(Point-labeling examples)
* START *

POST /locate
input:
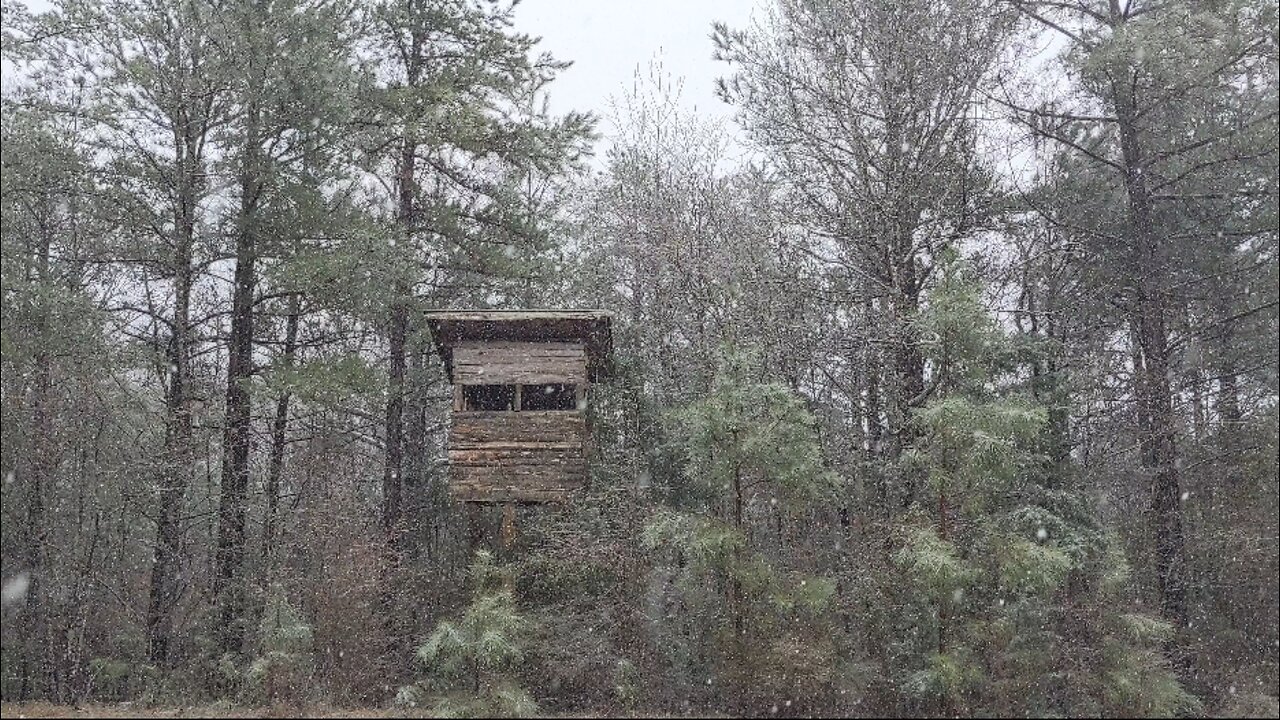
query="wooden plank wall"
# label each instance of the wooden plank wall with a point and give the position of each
(499, 456)
(522, 363)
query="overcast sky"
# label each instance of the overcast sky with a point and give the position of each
(608, 41)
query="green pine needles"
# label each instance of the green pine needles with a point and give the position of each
(470, 660)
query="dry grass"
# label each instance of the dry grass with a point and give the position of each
(133, 710)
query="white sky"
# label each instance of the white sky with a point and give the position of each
(609, 41)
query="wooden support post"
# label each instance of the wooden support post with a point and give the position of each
(508, 527)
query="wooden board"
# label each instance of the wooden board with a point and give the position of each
(479, 428)
(524, 363)
(513, 484)
(501, 456)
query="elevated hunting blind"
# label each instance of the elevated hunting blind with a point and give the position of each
(519, 428)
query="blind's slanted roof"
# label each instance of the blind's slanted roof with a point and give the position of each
(589, 327)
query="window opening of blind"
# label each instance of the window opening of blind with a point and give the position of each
(549, 396)
(488, 397)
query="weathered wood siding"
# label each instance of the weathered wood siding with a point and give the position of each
(479, 428)
(524, 363)
(499, 456)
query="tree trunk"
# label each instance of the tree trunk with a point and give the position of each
(36, 656)
(1150, 309)
(279, 428)
(240, 370)
(178, 429)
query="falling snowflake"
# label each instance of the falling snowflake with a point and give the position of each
(14, 588)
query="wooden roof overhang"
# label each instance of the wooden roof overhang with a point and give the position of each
(593, 328)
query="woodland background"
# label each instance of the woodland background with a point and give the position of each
(956, 393)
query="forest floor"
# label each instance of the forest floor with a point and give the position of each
(135, 710)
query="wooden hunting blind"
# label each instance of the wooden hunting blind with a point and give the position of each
(519, 429)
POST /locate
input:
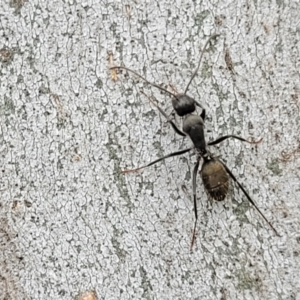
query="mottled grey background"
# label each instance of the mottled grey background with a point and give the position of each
(70, 222)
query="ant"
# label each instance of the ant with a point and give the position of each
(214, 172)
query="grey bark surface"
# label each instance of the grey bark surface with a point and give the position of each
(71, 223)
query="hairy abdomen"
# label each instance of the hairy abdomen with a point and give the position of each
(215, 179)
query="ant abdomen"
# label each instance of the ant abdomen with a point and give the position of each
(215, 179)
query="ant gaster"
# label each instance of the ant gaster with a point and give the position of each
(215, 174)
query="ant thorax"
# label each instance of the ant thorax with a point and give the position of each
(183, 104)
(193, 126)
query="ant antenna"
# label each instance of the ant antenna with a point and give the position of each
(143, 78)
(196, 71)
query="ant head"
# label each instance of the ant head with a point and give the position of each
(183, 104)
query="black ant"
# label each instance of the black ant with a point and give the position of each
(214, 171)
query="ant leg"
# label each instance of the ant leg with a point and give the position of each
(195, 200)
(202, 115)
(222, 138)
(176, 129)
(158, 160)
(249, 198)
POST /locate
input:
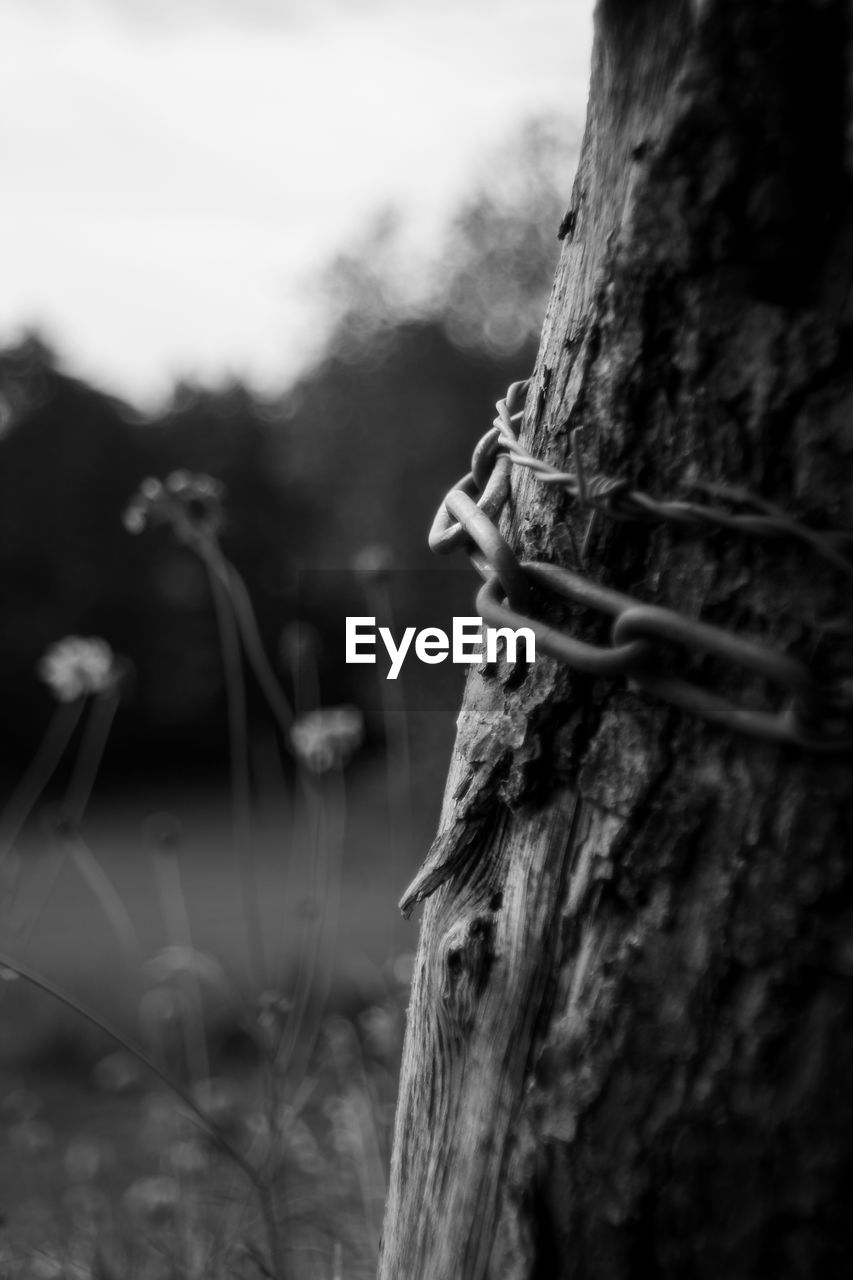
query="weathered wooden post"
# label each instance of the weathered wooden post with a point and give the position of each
(630, 1037)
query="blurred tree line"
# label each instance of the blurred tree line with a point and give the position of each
(357, 453)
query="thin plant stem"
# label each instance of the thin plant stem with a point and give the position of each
(173, 906)
(42, 767)
(319, 974)
(238, 743)
(90, 755)
(45, 984)
(106, 894)
(397, 749)
(254, 647)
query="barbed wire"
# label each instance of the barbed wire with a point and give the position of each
(617, 499)
(817, 714)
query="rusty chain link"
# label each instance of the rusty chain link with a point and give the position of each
(815, 716)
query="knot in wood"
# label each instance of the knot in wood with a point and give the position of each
(465, 956)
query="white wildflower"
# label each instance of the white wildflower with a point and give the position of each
(325, 739)
(77, 666)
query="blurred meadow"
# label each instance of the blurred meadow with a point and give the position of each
(206, 818)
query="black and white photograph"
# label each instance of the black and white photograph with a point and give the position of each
(427, 640)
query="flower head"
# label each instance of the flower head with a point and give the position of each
(191, 502)
(78, 666)
(325, 739)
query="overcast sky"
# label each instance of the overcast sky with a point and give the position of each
(176, 172)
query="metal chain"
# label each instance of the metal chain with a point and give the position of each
(815, 716)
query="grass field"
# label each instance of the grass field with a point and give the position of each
(97, 1151)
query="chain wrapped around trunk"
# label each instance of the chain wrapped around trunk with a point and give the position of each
(813, 714)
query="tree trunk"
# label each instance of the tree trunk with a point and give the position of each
(630, 1037)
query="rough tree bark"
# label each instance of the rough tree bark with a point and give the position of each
(630, 1036)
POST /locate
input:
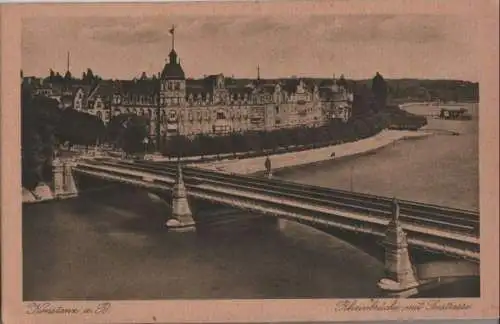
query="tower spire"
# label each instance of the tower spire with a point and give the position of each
(172, 32)
(67, 63)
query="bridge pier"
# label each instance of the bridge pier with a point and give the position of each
(401, 279)
(63, 182)
(182, 218)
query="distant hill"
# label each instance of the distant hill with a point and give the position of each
(399, 90)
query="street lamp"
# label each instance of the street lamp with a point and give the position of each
(350, 178)
(145, 141)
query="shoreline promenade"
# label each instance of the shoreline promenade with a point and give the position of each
(302, 158)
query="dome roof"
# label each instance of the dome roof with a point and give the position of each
(173, 71)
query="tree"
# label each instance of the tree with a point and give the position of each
(39, 117)
(134, 134)
(379, 90)
(127, 131)
(80, 128)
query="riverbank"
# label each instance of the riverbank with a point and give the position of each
(293, 159)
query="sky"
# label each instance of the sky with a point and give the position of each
(319, 45)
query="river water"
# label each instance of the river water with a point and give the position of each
(112, 244)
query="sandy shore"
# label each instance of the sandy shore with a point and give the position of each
(292, 159)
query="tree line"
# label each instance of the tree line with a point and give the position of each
(45, 128)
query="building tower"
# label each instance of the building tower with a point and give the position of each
(172, 89)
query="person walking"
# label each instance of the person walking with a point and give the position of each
(268, 166)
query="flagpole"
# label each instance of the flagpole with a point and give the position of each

* END *

▶ [REQUIRED WORK]:
Find every line in the listing that contains the word "hairy" and copy each one.

▶ [ANSWER]:
query="hairy abdomen"
# label each instance of the hairy abdomen with a point and give the position of each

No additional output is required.